**LESETEXT:**
Indes sind die Flughäfen mit ihren Personalengpässen nicht allein. Auch bei den Fluglinien läuft es beim Hochfahren des Angebots nicht immer rund. Zuletzt musste die weltgrößte Fluggesellschaft American Airlines am Halloween-Wochenende wegen Personalmangels Tausende Flüge absagen. Wie andere Fluggesellschaften auch hatten die Amerikaner in der Coronakrise drastisch Personal abgebaut und kommen nun mit den Wiedereinstellungen nicht hinterher. American versucht nun, die verbliebenen Flugbegleiter mit Sonderzahlungen zu ködern, um zumindest den Betrieb über die Weihnachtsfeiertage sicherzustellen. Laut CNN hat die Fluggesellschaft während der Pandemie rund ein Viertel ihrer Stewardessen und Stewards entlassen.
Lufthansa spricht derweil nach wie vor von einem „Überhang“ an Personal in Kabine und Cockpit und beziffert ihn auf 3000 Mitarbeiter. Die deutsche Fluggesellschaft hat die Mitarbeiterzahl zwischen Januar 2020 und September 2021 um 23% auf 107000 zurückgefahren.

**VERFÜGBARE DATEN:**
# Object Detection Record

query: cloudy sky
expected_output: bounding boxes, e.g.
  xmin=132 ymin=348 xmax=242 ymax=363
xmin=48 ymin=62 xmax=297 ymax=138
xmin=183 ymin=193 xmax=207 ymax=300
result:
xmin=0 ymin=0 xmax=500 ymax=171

**AUFGABE:** Wie könnte der Lesetext über Personalengpässe bei Flughäfen und Fluglinien nach seinem letzten Satz weitergehen? Schreib die Fortsetzung. Die Einträge haben eine andere Herkunft als der Lesetext.

**ANTWORT:**
Staatshilfen
Ungemach droht zumindest den Fluggesellschaften von einem weiteren wichtigen Mitspieler aus der Branche. Die Deutsche Flugsicherung (DFS) plant dem Vernehmen nach anders als die deutschen Flughäfen angesichts der durch die Pandemie gerissenen Finanzlöcher mit einer deutlichen Erhöhung der Gebühren. Lufthansa-Chef Spohr hatte Anfang November bereits gesagt, weniger die Entwicklung bei den Flughafenentgelten als vielmehr die bei der DFS bereite ihm Sorgen – ohne indes Details zu nennen. Fraport hatte zuletzt angekündigt, für 2022 eine Erhöhung von 4,3% beantragt zu haben. Damit zeigen sich die Frankfurter bescheiden im Vergleich zu dem, was die europäische Konkurrenz plant. So sollen die Gebühren am größten europäischen Flughafen London-Heathrow um rund 50% steigen. Die Zurückhaltung von Fraport könnte auch damit zusammenhängen, dass dem Unternehmen staatliche Kompensationszahlungen gewährt wurden, weil es während der diversen Lockdowns den Betrieb am größten deutschen Flughafen aufrechterhalten hat.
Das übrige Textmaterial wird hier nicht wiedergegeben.